>> begin Provided data

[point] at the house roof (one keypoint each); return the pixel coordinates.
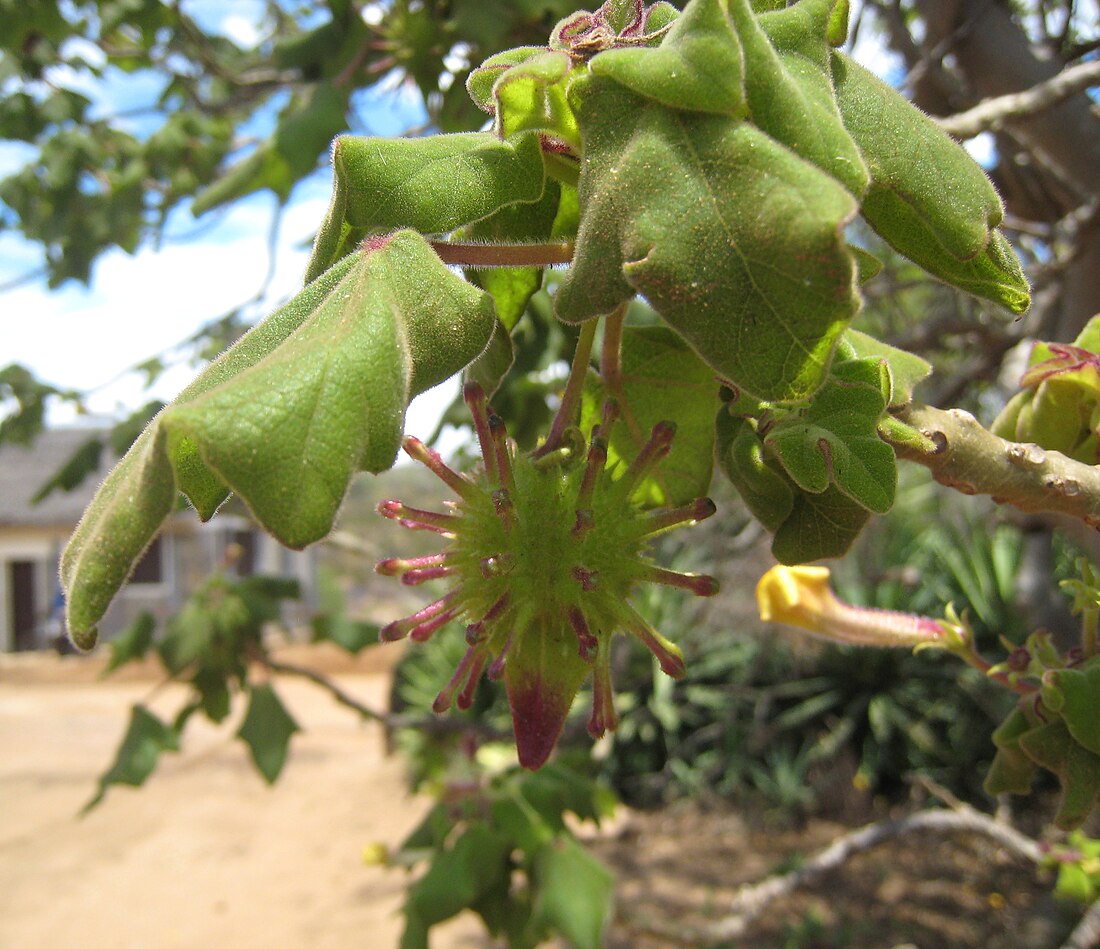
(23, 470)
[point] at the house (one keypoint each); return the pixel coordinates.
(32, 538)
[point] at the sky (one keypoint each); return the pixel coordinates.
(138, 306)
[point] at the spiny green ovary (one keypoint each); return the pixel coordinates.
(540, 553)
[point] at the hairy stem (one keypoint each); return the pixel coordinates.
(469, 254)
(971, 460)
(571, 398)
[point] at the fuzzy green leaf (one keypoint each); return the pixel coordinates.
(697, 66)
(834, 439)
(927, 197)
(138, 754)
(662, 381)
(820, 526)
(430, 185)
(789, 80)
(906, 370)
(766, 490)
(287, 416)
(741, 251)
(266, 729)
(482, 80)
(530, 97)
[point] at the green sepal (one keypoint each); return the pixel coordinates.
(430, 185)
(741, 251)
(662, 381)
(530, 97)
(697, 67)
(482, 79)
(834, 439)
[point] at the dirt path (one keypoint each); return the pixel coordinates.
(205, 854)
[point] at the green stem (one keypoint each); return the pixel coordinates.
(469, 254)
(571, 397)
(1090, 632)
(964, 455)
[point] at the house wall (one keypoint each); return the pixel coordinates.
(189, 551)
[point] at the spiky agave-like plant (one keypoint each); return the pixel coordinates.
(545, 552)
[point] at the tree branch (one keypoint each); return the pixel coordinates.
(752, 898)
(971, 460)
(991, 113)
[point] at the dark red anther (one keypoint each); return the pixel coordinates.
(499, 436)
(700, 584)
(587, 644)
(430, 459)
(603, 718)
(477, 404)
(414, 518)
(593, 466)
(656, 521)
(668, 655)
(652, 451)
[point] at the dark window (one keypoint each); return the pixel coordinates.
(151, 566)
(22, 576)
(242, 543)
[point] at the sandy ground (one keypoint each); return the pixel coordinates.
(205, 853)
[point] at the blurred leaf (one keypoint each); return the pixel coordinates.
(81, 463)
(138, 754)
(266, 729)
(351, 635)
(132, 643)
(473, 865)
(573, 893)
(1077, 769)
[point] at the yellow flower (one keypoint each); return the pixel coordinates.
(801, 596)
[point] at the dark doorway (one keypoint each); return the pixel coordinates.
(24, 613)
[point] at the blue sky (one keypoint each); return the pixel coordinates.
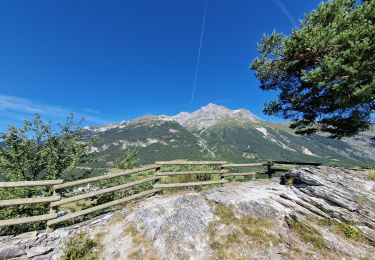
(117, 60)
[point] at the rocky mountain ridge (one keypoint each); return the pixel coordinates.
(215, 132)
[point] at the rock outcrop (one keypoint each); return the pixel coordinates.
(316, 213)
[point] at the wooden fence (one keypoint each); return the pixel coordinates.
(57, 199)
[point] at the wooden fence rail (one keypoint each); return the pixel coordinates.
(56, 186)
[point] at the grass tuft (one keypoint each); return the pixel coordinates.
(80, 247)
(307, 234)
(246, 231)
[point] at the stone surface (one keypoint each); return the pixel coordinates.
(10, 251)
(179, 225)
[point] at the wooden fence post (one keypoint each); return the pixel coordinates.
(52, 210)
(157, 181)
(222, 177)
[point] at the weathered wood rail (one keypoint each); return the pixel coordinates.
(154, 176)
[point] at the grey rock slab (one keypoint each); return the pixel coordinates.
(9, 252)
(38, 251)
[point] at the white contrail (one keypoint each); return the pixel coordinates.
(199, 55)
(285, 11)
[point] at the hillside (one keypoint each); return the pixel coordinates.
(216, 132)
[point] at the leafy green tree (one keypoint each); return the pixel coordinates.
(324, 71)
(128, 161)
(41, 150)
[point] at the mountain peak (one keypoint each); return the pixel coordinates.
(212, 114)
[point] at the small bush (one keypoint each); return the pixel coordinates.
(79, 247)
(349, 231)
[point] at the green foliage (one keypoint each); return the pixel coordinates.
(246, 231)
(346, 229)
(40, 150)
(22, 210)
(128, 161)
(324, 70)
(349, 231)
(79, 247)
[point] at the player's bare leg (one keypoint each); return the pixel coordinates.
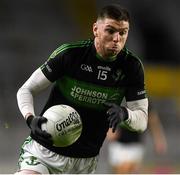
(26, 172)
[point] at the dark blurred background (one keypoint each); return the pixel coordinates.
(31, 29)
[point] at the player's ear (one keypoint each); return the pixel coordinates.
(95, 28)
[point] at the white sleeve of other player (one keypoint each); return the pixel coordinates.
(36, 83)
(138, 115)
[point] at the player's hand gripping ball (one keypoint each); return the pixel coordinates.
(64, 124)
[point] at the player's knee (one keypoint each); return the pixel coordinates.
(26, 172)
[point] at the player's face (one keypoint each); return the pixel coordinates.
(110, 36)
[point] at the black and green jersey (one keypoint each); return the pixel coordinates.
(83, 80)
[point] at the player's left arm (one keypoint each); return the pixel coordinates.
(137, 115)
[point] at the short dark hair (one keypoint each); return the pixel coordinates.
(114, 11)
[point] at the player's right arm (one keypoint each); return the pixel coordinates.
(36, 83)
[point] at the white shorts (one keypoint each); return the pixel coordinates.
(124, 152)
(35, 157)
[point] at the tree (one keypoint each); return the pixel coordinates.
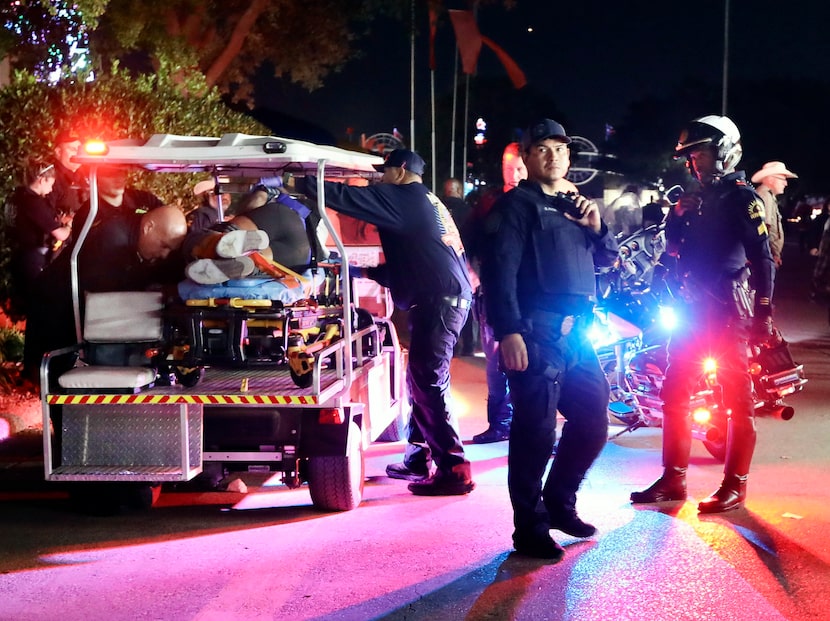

>> end Provided data

• [Task brief] Reproduce all of the items above word for word, leaving out the pictures.

• [Result for this task]
[point] at the house roof (one keypoint each); return the pixel coordinates.
(23, 470)
[point] at the house (one keypoint each); return the pixel coordinates.
(32, 538)
[point] at the sky (one keypoint each); return the pixel coordinates.
(138, 306)
[point] at the spiny green ovary (one keypoint each); return the pixel coordinates.
(540, 553)
[point] at the hairy stem (one keypoint each); return the pixel coordinates.
(469, 254)
(971, 460)
(571, 398)
[point] at the fuzzy green leaf (one keypoint each); return the pixel coordinates.
(697, 66)
(834, 439)
(927, 197)
(138, 754)
(662, 381)
(820, 526)
(430, 185)
(789, 80)
(906, 370)
(766, 490)
(287, 416)
(741, 251)
(266, 729)
(482, 80)
(530, 97)
[point] at the green sepal (one keypoint each); return the pixel coordinates.
(430, 185)
(741, 251)
(662, 381)
(530, 97)
(697, 67)
(482, 79)
(834, 439)
[point] at the dirt path (one keypoint each); return the pixel coordinates.
(205, 854)
[point] at the green stem (one keypoint each); return the pixel coordinates.
(469, 254)
(571, 397)
(1090, 632)
(964, 455)
[point] at the house wall (one keypoint each); return the pixel coordinates.
(189, 551)
[point] at the spiky agave-like plant (one keypoint each); return the pixel coordinates.
(545, 552)
[point] at the tree branch (one keypoint each); return the pixel coordinates.
(752, 898)
(971, 460)
(991, 113)
[point] at the dark red anther (one keypoint each); return the pixel coordinates.
(499, 436)
(700, 584)
(587, 644)
(430, 459)
(603, 718)
(477, 404)
(414, 518)
(593, 466)
(656, 521)
(668, 655)
(652, 451)
[point] at the dark window (one keypoint each); return the pixel coordinates.
(151, 566)
(22, 576)
(242, 543)
[point] at the sandy ground (one keypoint each); return the pixel coordinates.
(205, 853)
[point] at the blurred leaf (one keypoint each); return the pixel coordinates.
(81, 463)
(138, 754)
(266, 729)
(351, 635)
(132, 643)
(473, 865)
(573, 893)
(1077, 769)
[point] at the yellow flower (one keypoint each); return the pixel coordinates.
(801, 596)
[point] at the dark doorway (one keypoint each); return the pixel coordinates.
(24, 613)
[point] at the blue sky (one keypoint each); return the pixel coordinates.
(117, 60)
[point] at the rocky mountain ridge (one keypoint each); return the pixel coordinates.
(215, 132)
[point] at the rock outcrop (one keypoint each); return the pixel coordinates.
(316, 213)
[point] at the wooden fence (one keypoint each); return the pixel coordinates.
(57, 199)
[point] at the wooden fence rail (one keypoint each); return the pixel coordinates.
(56, 186)
[point] at the grass tuft (one keypoint each); return the pixel coordinates.
(80, 247)
(307, 234)
(246, 231)
[point] at the stone surface (one keypoint each); return the pixel coordinates.
(10, 251)
(179, 225)
[point] at the wooden fence post (one keypoint each); return the pixel coordinates.
(52, 210)
(157, 181)
(222, 177)
[point] at the weathered wood rail (one keypoint each); return the pixel coordinates.
(154, 176)
[point] at the grey rock slab (one keypoint each); return the pixel coordinates.
(9, 252)
(38, 251)
[point] at the white contrail (one keypoint each); return the pixel coordinates.
(199, 55)
(285, 11)
[point] at the hillside (one keypoint each); return the pixel coordinates.
(216, 132)
[point] at the leafy green tree (one keypoint each); return the pixel coordinates.
(324, 71)
(128, 161)
(41, 150)
[point] at the mountain peak (one keypoint each); return the pixel coordinates.
(212, 114)
[point] at the small bush (one keypoint each); return the pixel coordinates.
(79, 247)
(349, 231)
[point] at the green foliage (one keypoint each); return the pixel coordinates.
(246, 231)
(346, 229)
(40, 150)
(22, 210)
(128, 161)
(324, 70)
(349, 231)
(79, 247)
[point] at the player's bare leg (one keypoint each); return the pixel coordinates.
(26, 172)
[point] at the dark blurred background (one keypoint each); return the pixel coordinates.
(31, 29)
[point] at the player's ear (one keypoint each); return the pixel coordinates.
(95, 28)
[point] at the white sleeve of other player (one keypoint each); return the pixel coordinates.
(36, 83)
(138, 115)
[point] at the player's hand gripping ball (one keypoint each); return the pixel coordinates.
(64, 124)
[point] at the player's knee (one keypoint each); return the pixel coordinates.
(26, 172)
[point] at the player's face (one keypoint each); return the pixel coordinates.
(110, 36)
[point] at the black and green jersey (one keypoint each); return the pixel coordinates.
(83, 80)
[point] at the player's left arm (one keypoint each); return the pixel coordinates.
(137, 115)
[point] at the short dark hair (one keypoint each); return the pixel coordinates.
(114, 11)
[point] at the player's right arm (one keypoint each); return the pixel coordinates.
(36, 83)
[point] at the white shorts (one keypoint each); return the pixel coordinates.
(124, 152)
(35, 157)
[point] at the tree (one keypoint each); return the pixel coordinates.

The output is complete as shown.